◆ Stated task 1
Pick out every line in the entries below that contains the word "rock", and copy each of those lines.

◆ Source text
---+---

C program of Newton Raphson Method : Newton Raphson method is a method of approximating a root of the polynomial equation also called the method of tangents. In Newton’s method, the initial (“first”) approximation x = a1 is used to find a second, more accurate, approximation by drawing the tangent to the graph of y = f(x) at the point A[a1, f(a1)] up to the intersection of the tangent with the x-axis. The point of intersection is

                                                                                     x = a1f(a1)/f’(a1)

and is adopted as the new value a2 of the root. By repeating this process as necessary, we can obtain increasingly accurate approximations a2, a3, … of the root provided that the derivative f’(x) is monotonic and preserves its sign on the segment containing root.

---+---

Records from a dataset
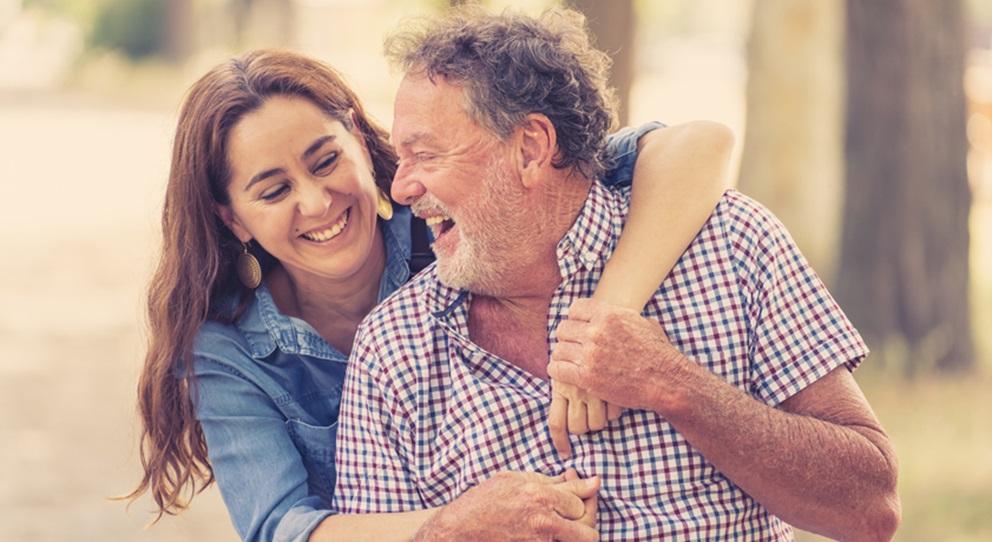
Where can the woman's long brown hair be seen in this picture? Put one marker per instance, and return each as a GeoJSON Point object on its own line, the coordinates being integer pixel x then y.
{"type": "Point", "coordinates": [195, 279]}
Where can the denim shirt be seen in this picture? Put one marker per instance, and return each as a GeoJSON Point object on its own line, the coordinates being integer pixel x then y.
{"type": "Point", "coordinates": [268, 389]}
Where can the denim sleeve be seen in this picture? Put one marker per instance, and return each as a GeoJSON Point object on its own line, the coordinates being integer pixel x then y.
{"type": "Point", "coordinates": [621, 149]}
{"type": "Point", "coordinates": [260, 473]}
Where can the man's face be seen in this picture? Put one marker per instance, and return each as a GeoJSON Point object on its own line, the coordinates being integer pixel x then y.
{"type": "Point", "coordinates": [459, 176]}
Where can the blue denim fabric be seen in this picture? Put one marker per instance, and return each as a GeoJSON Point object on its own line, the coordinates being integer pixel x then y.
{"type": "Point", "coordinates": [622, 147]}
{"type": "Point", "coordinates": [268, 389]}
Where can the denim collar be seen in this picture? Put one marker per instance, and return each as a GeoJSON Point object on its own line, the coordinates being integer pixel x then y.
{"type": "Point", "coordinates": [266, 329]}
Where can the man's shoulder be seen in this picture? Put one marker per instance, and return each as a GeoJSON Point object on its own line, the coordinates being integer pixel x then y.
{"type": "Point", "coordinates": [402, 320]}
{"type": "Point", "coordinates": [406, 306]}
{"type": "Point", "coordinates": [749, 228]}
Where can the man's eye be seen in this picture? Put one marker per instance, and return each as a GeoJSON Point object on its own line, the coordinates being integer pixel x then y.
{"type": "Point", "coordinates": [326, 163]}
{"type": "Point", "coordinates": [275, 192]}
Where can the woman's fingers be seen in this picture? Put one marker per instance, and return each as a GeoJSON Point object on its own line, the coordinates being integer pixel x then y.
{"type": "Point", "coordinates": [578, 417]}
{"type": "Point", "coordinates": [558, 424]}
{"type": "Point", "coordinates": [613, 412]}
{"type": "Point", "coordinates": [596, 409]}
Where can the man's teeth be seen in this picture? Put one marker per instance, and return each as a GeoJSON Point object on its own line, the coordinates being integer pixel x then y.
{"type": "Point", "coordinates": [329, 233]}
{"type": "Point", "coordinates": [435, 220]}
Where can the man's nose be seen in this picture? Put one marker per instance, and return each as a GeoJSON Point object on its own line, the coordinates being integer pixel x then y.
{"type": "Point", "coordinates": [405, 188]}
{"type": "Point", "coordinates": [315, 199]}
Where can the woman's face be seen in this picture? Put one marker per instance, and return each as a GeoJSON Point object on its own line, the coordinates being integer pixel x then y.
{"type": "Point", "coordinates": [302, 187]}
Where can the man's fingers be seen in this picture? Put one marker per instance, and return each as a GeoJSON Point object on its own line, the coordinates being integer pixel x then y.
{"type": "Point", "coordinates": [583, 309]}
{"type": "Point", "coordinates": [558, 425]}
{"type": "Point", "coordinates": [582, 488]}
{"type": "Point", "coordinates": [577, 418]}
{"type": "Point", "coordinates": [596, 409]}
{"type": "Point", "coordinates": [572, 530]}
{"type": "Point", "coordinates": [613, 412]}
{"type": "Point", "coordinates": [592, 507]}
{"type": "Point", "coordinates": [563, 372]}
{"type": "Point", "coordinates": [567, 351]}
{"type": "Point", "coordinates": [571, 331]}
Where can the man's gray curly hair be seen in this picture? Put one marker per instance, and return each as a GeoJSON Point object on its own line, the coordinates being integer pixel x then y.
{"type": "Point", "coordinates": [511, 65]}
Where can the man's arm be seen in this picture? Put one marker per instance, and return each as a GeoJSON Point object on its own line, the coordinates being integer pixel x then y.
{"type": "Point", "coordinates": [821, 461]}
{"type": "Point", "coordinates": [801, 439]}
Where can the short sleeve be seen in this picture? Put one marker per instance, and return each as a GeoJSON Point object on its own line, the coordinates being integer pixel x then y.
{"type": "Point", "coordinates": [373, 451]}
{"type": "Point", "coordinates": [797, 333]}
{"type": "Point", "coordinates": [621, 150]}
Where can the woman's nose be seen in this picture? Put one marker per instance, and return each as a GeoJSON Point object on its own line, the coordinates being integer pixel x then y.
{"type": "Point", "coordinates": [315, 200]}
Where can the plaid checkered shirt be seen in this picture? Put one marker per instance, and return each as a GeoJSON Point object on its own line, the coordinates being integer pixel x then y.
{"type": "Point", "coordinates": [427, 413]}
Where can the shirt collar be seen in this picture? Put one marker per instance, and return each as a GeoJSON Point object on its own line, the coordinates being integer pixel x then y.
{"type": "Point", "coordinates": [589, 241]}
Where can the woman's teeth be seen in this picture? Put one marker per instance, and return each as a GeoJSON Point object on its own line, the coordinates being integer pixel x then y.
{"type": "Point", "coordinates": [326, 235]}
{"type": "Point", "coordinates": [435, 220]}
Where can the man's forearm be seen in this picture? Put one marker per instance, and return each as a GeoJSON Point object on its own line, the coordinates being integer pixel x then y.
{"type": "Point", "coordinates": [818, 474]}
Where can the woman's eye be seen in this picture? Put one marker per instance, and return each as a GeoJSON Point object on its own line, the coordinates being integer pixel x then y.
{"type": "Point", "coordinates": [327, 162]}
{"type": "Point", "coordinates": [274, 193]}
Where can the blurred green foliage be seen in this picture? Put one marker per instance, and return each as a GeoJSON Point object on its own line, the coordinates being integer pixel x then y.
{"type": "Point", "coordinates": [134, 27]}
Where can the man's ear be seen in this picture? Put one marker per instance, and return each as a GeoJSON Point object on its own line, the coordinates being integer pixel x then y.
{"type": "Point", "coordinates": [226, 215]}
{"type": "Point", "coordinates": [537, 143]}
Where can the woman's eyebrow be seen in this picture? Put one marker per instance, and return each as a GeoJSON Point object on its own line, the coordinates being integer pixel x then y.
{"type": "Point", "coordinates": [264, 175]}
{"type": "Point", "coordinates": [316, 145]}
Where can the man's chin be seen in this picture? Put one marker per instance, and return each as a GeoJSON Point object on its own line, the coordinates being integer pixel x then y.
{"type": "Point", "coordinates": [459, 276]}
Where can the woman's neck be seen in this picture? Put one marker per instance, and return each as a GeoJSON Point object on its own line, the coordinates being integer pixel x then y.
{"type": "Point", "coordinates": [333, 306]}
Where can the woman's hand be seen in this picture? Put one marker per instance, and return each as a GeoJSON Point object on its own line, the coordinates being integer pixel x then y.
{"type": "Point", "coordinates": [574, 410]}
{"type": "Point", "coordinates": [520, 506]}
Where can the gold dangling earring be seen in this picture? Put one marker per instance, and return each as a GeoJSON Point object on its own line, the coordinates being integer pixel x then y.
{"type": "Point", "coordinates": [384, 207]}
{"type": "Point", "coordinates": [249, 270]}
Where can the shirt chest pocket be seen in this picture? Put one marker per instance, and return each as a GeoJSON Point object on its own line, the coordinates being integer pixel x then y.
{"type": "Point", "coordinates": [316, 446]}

---+---

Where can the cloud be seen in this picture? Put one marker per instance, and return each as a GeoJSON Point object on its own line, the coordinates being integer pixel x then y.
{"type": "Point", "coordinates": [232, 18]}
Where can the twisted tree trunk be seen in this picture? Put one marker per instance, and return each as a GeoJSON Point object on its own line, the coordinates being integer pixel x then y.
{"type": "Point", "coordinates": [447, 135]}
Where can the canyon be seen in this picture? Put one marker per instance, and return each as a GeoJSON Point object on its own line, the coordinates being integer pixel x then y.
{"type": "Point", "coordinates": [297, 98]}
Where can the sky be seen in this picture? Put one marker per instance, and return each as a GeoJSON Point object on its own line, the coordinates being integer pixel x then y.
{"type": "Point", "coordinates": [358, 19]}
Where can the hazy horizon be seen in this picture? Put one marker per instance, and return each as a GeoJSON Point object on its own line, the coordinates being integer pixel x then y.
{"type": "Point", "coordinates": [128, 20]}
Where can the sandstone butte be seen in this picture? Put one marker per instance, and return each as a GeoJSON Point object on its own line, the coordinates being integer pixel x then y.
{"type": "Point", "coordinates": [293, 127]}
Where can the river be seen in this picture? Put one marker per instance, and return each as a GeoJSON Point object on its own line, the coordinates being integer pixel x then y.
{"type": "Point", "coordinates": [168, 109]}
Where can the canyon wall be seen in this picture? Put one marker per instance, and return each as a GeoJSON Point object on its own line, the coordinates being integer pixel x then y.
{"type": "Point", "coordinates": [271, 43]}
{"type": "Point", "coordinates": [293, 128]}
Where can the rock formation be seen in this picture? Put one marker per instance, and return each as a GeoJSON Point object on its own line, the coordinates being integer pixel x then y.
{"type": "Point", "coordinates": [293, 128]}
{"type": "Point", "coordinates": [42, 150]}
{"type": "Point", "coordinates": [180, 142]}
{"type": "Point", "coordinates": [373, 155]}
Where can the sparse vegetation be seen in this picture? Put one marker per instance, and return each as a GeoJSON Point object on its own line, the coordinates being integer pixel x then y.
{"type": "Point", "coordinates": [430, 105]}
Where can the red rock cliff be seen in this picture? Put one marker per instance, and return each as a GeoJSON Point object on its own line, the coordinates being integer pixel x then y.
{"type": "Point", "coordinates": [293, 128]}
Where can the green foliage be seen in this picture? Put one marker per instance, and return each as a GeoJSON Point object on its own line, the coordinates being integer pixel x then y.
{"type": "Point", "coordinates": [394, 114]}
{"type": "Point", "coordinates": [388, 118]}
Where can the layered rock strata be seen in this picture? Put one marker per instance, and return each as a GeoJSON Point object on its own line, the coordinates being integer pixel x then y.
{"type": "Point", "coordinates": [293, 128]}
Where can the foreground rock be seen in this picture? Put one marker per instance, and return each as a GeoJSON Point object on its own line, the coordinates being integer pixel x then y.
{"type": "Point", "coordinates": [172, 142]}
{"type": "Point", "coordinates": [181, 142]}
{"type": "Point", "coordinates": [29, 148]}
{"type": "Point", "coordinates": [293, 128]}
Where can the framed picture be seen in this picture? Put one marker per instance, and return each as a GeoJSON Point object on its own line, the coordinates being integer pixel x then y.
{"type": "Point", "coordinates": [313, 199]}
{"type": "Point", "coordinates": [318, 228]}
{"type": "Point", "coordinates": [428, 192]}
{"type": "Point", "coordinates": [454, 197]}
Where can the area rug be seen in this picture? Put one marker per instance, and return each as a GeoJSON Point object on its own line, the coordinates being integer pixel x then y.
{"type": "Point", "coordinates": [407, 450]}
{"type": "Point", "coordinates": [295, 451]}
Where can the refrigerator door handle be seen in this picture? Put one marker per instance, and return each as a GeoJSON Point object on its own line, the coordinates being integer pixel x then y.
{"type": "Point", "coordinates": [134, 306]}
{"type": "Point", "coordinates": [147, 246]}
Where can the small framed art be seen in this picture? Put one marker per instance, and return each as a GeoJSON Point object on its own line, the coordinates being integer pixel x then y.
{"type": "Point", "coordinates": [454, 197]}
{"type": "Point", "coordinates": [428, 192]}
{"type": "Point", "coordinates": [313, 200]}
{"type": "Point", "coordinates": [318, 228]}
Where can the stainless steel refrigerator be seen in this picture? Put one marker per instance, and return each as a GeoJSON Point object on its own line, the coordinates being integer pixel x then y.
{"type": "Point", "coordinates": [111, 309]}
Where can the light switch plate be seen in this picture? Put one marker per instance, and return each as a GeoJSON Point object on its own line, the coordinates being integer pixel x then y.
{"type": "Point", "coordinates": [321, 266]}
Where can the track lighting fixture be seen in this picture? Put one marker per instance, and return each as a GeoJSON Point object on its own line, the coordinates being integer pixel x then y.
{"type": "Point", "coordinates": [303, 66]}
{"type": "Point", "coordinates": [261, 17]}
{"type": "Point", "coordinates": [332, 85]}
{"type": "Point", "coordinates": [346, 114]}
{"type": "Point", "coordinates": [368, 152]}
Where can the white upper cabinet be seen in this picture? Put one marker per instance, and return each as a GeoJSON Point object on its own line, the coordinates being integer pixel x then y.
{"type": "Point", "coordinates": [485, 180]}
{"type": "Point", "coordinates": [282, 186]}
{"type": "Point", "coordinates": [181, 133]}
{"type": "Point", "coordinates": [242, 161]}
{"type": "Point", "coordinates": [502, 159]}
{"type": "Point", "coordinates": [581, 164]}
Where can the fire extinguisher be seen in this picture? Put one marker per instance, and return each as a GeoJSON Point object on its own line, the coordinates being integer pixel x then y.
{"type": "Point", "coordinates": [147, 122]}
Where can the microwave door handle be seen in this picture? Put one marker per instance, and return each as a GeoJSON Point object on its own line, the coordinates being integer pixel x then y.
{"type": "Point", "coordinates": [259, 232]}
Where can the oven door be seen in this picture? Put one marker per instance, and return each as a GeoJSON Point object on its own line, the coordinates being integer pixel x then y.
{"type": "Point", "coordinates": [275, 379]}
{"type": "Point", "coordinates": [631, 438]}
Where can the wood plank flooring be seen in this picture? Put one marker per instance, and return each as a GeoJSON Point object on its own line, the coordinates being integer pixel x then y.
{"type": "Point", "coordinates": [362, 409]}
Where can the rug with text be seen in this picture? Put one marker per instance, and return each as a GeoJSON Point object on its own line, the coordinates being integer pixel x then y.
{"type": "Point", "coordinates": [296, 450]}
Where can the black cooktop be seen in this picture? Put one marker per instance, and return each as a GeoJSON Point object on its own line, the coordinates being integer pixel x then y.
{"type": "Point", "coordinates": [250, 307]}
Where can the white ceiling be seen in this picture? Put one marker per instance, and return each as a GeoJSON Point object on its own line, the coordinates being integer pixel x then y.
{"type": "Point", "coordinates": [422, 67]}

---+---

◆ Stated task 2
Write the next part of the Newton Raphson method passage above, beginning right after its final sentence.

◆ Written response 1
Where can the rock formation be seen in this picture? Put one marker per instance, and return each as a GeoJSON Point object on its own line, the coordinates being integer pixel x then y.
Where can the red rock cliff be seen in this picture? Put one marker per instance, and return each as a GeoJSON Point object on its own line, the coordinates being integer pixel x then y.
Where can the layered rock strata be seen in this picture? Put one marker per instance, and return each as a GeoJSON Point object on its own line, the coordinates being integer pixel x then y.
Where can the foreground rock be seen in this picture? Put one marker per instance, and return each as a GeoJSON Point object on its own line, the coordinates being integer pixel x then y.

◆ Written response 2
How to use the :

Consider an example : f(x) = x^2   –  4  as our polynomial equation. We want to calculate its root and say first approximation =6. Then maximum power of X = 2, coefficients of x^0  = -4,  x^1 = 0,  x^2  = 1  & first approximation =6. Now will display the iterations and root of the polynomial as output.

C program of Newton Raphson Method :

#include<conio.h>
#include<stdio.h>
#include<stdlib.h>
#include<math.h>

int max_power,i=0,cnt=0,flag=0;
int coef[10]={0};
float x1=0,x2=0,t=0;
float fx1=0,fdx1=0;

int main()
{

    printf("-----------------------------------------------------------\n");
    printf("----------------------Made by C code champ-----------------\n");
    printf("-----------------------------------------------------------\n\n");
    printf("\n\n\t C PROGRAM FOR NEWTON RAPHSON METHOD");

    printf("\n\n\n\tENTER THE MAXIMUM POWER OF X = ");
    scanf("%d",&max_power);

    for(i=0;i<=max_power;i++)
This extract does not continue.